+++ Entries shown +++

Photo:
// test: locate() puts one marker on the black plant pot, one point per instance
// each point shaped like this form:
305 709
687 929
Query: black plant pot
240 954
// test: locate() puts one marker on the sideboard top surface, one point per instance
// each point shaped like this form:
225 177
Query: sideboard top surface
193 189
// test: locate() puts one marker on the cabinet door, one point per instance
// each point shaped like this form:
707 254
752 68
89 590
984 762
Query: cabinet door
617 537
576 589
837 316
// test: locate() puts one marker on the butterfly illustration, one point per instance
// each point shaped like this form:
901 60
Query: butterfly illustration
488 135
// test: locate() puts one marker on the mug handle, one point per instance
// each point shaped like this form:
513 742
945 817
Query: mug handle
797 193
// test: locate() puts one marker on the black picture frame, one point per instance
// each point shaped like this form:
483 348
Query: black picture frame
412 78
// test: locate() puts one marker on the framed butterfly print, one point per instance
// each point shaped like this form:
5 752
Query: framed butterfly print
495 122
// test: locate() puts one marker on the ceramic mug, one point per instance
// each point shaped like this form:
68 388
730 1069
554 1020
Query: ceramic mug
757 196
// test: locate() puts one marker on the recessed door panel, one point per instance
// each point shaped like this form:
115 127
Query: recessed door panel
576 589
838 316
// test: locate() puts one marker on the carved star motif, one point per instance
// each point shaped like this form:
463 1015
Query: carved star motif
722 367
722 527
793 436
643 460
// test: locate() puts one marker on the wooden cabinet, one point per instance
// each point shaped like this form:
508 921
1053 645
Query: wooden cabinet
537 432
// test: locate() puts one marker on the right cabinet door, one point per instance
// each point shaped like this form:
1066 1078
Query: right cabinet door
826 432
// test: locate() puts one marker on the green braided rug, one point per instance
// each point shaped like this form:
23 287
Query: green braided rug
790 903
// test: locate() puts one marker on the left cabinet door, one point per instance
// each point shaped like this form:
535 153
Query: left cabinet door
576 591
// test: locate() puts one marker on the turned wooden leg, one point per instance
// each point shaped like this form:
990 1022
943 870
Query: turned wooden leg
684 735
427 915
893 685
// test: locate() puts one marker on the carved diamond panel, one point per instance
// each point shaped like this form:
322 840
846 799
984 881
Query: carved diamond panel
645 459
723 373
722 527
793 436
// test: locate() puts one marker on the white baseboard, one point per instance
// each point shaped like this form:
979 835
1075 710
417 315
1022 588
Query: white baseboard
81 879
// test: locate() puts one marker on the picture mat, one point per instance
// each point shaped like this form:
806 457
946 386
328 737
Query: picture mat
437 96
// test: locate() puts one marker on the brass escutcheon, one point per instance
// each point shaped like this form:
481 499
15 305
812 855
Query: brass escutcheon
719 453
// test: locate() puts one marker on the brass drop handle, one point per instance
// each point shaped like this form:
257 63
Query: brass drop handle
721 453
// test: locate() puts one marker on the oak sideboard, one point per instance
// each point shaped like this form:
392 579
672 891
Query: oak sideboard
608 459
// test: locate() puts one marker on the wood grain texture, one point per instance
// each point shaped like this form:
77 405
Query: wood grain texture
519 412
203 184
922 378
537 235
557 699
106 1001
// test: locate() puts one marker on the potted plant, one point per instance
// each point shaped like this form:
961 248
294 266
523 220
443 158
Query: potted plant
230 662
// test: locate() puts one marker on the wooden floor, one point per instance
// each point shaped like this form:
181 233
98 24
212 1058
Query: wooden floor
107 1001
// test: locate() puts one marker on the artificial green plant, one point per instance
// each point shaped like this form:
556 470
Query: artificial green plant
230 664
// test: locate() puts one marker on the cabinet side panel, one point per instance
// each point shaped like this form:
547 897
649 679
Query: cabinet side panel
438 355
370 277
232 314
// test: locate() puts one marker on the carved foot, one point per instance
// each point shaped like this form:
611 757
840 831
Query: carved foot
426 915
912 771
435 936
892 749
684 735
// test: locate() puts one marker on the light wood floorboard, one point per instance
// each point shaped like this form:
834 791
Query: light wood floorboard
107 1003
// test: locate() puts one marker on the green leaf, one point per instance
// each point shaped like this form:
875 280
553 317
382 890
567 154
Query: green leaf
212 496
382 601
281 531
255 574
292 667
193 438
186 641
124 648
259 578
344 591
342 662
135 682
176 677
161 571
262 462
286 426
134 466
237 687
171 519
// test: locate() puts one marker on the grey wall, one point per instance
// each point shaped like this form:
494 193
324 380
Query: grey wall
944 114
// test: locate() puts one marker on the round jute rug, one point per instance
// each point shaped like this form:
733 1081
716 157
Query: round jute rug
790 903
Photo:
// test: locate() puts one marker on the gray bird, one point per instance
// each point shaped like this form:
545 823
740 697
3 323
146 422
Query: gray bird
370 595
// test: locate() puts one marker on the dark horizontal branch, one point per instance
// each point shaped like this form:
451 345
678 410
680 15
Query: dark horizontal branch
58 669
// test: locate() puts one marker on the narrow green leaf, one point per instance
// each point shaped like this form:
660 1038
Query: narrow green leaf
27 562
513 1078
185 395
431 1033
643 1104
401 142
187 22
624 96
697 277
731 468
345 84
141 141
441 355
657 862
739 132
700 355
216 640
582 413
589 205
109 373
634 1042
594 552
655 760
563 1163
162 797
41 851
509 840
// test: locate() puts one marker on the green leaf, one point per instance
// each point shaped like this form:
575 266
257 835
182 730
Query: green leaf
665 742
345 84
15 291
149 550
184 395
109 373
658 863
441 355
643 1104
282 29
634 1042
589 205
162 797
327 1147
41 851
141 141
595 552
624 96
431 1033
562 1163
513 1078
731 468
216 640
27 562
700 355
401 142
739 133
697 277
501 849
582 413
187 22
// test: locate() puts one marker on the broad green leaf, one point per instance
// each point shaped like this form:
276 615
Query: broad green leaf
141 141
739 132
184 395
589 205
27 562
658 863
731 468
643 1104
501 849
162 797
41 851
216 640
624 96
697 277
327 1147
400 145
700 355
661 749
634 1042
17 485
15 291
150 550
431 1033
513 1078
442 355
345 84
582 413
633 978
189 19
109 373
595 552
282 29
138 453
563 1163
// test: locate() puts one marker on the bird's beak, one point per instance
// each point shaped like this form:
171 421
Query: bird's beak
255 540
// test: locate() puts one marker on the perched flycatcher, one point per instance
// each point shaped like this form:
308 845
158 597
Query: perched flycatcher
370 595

+++

## What needs to be done:
Quote the data in full, keeping each word unchanged.

## Task solution:
Photo:
// test: locate() puts one marker on the black plant pot, one point per instance
// each point shaped like this form:
305 709
687 929
Query: black plant pot
240 954
// test: locate() puts one marker on the sideboard top surface, one point per instance
// each point shaped like this form:
225 177
Query: sideboard top surface
193 189
// test: locate() puts one marker on the cabinet door, one point per instance
// each point shaped like this form:
707 254
752 68
89 590
984 762
Query: cabinet door
617 537
576 589
837 316
// test: locate() puts one marker on the butterfly illustration, one point per instance
// each point shaped like this form:
901 60
Query: butterfly illustration
488 135
// test: locate() puts one marker on the mug handle, one point per instance
// each point shaped like this form:
513 742
945 817
Query: mug handle
797 193
// test: locate() puts one marker on the black picture frame, one point per instance
// each point shaped like this form:
483 348
Query: black picture frame
412 78
// test: locate() puts one marker on the framed butterfly print, one point per instance
// each point shaped like this form:
5 752
Query: framed butterfly print
495 122
// test: locate() puts one marker on the ceramic mug, one point per instance
// each point shaped like this form:
68 388
730 1069
554 1020
Query: ceramic mug
757 196
// test: locate() puts one marker on the recessed door panel, one point per instance
// each point shaped like this form:
115 127
Query: recessed door panel
576 589
838 316
// test: locate() puts one marker on the carved star motif, one point per instance
// each point shaped like this form:
463 1015
Query: carved star motif
722 367
722 527
793 436
643 460
// test: locate() puts one marker on the wooden cabinet, one point per instance
// each point shaped like this form:
508 921
1053 645
Query: wooden cabinet
537 432
// test: locate() puts one marker on the right cabinet door, one point per instance
// each point shaped like this form:
1066 1078
Query: right cabinet door
826 432
// test: locate() puts one marker on the green braided rug, one point per instance
// each point shaped like this form:
23 287
Query: green braided rug
790 903
// test: locate() puts one marker on the left cabinet door, one point per instance
// each point shaped like this form:
535 153
Query: left cabinet door
576 591
// test: locate() puts one marker on the turned wooden leg, one point per instance
// each point shaped like this form:
990 1022
943 870
Query: turned wooden leg
684 735
427 915
893 685
// test: locate() puts one marker on the carved diamond panel, one point per instance
// each point shaped like this form:
322 840
846 799
984 881
Query: carved diamond panel
645 459
723 373
722 527
793 436
// test: locate() puts one marker on the white baseboard, one point per instance
// each point shaped like this form:
979 835
1075 710
417 315
1022 588
Query: white baseboard
81 879
// test: locate() puts one marker on the picture mat, one point per instance
// each point shaped like this form:
806 457
946 386
328 737
Query: picture mat
437 96
// test: locate() puts one marker on the brass escutcheon, one point per instance
// each point shaped like this form:
481 499
15 305
812 855
Query: brass escutcheon
719 453
// test: locate() puts one marker on the brass drop handle, one point per instance
// each point shaped like this form:
257 63
Query: brass drop handle
721 453
// test: locate() puts one marker on the oak sideboard, one point per instance
// each point shaped like this form:
392 579
672 891
Query: oak sideboard
608 459
// test: locate() puts one marker on the wood grain texture, one point per instance
// each point shaped like this form:
77 405
Query: wood grain texture
519 412
203 184
922 378
537 235
557 699
106 1001
// test: locate() puts one marker on the potted plant, one point per instance
// each point shaped like this form:
961 248
294 266
523 220
443 158
Query: potted plant
230 662
// test: locate() puts one marker on the wooden floor, one point per instance
// each point shaped like this form:
181 233
98 24
212 1058
Query: wooden floor
107 1001
// test: locate() puts one marker on the artificial green plant, one point per instance
// each point shaped like this form:
556 470
Query: artificial green plant
230 664
// test: locate() puts one marker on the cabinet side panel, one point per instance
// each point shaped like this form:
547 897
649 679
Query: cabinet side panel
438 355
370 277
232 314
// test: locate() puts one marker on the carved foot, one point per instance
// each point shaped like this form:
611 757
840 831
Query: carved foot
426 915
912 771
435 936
892 749
684 735
// test: locate() puts one marker on the light wood floorboard, one point per instance
// each point shaped like this form:
834 791
Query: light wood floorboard
107 1003
// test: locate() puts one marker on the green leaf, one point per instance
// each point shaped like this form:
875 280
553 317
382 890
567 154
Query: green leaf
212 496
382 601
281 531
255 574
292 667
193 438
186 641
124 648
259 578
344 591
342 662
135 682
176 677
161 571
262 462
286 426
134 466
237 687
171 519
// test: locate() puts one marker on the grey wall, one point per instance
// each point shaped like this form:
494 193
324 380
Query: grey wall
944 114
// test: locate() puts one marker on the round jute rug, one point per instance
// each point shaped like this form:
733 1081
716 157
Query: round jute rug
790 903
Photo:
// test: locate() puts one marker on the gray bird, one point per instance
// each point shaped like this form:
545 823
740 697
3 323
146 422
Query: gray bird
370 595
// test: locate() puts one marker on the dark horizontal branch, one point per instance
// each point shaped like this form:
451 345
678 410
680 15
Query: dark horizontal branch
58 669
// test: locate() puts one marker on the narrow green leaf, one point per instance
// each point shaped like this form:
660 1038
Query: narrow green leaf
27 562
513 1078
185 395
431 1033
643 1104
401 142
187 22
624 96
697 277
731 468
345 84
141 141
441 355
657 862
739 132
700 355
216 640
582 413
589 205
109 373
634 1042
594 552
655 760
563 1163
162 797
41 851
509 840
// test: locate() puts one marker on the green leaf, one point per instance
// each point shaped like this form:
575 266
257 835
182 730
Query: green leaf
665 742
345 84
15 291
149 550
184 395
109 373
658 863
441 355
643 1104
282 29
634 1042
589 205
162 797
327 1147
41 851
141 141
595 552
624 96
431 1033
562 1163
513 1078
731 468
216 640
27 562
700 355
401 142
739 133
697 277
501 849
582 413
187 22
// test: locate() puts one marker on the broad green leaf, one point per instance
// each point shaped like this form:
276 615
Query: broad green leaf
141 141
739 132
184 395
589 205
27 562
658 863
731 468
643 1104
501 849
162 797
41 851
216 640
624 96
697 277
327 1147
400 145
700 355
661 749
634 1042
17 485
15 291
150 550
431 1033
513 1078
442 355
345 84
582 413
633 978
189 19
109 373
595 552
282 29
138 453
563 1163
// test: locate() puts one marker on the bird's beak, one point per instance
// each point shaped like this form:
171 421
Query: bird's beak
255 540
// test: locate() puts one marker on the perched flycatcher, one point per instance
// each point shaped like this form:
308 845
158 597
Query: perched flycatcher
370 595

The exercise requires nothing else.